Material provided

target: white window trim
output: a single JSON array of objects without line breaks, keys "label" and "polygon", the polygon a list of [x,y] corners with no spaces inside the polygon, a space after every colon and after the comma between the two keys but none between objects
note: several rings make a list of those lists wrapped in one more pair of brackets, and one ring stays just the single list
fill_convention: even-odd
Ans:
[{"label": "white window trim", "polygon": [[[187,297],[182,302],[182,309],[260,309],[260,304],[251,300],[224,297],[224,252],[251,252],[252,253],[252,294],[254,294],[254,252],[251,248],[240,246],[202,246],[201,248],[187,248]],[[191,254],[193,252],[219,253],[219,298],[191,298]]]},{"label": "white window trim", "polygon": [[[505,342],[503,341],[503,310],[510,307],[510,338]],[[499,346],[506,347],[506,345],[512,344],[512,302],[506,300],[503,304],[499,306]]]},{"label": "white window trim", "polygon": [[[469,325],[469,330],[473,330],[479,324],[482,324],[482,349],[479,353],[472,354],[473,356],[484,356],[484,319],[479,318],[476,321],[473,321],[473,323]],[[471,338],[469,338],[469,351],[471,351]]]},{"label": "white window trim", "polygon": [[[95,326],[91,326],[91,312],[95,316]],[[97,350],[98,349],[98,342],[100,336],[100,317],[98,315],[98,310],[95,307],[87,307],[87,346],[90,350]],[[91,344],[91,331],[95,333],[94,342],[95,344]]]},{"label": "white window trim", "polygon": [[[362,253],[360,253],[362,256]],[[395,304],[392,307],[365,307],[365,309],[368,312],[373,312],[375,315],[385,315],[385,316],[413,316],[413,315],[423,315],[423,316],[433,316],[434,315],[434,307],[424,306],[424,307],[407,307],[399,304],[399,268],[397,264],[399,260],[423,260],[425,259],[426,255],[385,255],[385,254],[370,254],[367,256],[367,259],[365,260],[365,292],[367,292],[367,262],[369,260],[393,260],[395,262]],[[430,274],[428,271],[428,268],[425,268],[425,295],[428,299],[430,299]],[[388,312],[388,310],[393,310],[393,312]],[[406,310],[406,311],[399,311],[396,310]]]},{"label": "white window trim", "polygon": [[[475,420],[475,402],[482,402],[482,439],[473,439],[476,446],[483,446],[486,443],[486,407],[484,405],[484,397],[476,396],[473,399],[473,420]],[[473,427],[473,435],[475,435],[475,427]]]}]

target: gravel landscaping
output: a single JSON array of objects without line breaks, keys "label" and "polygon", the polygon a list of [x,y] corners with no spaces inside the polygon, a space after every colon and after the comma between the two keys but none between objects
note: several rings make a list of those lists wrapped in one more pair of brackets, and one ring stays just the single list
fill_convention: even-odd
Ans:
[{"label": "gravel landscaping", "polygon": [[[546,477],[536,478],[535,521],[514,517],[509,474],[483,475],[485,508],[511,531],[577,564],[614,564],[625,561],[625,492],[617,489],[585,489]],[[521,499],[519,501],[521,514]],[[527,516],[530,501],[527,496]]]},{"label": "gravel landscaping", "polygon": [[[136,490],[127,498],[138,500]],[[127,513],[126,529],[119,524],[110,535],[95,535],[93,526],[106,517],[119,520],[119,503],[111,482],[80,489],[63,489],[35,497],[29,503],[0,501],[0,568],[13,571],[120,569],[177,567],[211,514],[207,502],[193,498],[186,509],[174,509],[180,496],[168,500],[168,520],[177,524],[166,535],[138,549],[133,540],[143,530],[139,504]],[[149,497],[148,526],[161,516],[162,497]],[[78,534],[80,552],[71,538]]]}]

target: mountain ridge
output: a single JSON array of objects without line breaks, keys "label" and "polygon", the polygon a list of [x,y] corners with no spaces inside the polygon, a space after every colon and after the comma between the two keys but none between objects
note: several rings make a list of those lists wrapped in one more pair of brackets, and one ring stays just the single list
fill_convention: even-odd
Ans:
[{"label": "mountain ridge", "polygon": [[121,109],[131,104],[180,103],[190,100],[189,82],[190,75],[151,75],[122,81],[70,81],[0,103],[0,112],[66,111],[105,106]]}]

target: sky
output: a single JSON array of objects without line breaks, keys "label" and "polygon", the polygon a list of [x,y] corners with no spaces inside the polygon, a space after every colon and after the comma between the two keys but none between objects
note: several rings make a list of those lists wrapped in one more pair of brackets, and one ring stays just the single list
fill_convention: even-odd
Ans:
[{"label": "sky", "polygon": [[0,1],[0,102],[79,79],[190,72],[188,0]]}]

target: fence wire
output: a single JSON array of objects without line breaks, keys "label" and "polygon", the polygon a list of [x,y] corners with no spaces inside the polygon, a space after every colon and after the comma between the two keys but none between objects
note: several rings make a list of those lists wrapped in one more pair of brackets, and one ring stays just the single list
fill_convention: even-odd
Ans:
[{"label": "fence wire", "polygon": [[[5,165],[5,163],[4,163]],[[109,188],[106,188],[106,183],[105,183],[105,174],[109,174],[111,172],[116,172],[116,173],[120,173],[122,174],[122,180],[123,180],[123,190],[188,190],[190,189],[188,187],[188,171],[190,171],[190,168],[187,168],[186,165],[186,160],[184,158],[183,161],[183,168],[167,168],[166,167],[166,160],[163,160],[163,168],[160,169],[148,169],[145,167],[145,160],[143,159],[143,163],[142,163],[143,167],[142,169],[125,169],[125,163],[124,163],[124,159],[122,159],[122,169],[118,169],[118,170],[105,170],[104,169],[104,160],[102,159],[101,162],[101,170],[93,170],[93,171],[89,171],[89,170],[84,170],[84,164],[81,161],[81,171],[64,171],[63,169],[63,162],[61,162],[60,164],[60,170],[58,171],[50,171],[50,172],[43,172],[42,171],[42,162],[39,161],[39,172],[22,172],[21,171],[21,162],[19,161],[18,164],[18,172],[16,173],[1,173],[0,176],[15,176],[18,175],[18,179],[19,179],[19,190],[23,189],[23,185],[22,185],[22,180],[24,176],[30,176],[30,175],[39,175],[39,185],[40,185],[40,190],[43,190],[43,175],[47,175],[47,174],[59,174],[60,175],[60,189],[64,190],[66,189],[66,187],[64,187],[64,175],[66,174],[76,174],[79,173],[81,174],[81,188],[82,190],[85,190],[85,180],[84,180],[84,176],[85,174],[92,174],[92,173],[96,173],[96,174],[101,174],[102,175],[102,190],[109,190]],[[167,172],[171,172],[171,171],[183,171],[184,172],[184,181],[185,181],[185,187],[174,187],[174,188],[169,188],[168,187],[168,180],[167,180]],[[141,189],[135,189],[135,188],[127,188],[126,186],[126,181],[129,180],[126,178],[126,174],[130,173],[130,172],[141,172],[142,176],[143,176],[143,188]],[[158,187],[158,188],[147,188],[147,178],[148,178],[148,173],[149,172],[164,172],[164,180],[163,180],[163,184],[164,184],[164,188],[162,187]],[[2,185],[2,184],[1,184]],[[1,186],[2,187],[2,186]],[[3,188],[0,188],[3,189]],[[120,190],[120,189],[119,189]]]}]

Task description
Find every line in the records above that contains the string "target", and copy each of those lines. Matching is case-sensitive.

Exercise result
target: white window trim
target: gravel landscaping
target: mountain ridge
target: sky
target: fence wire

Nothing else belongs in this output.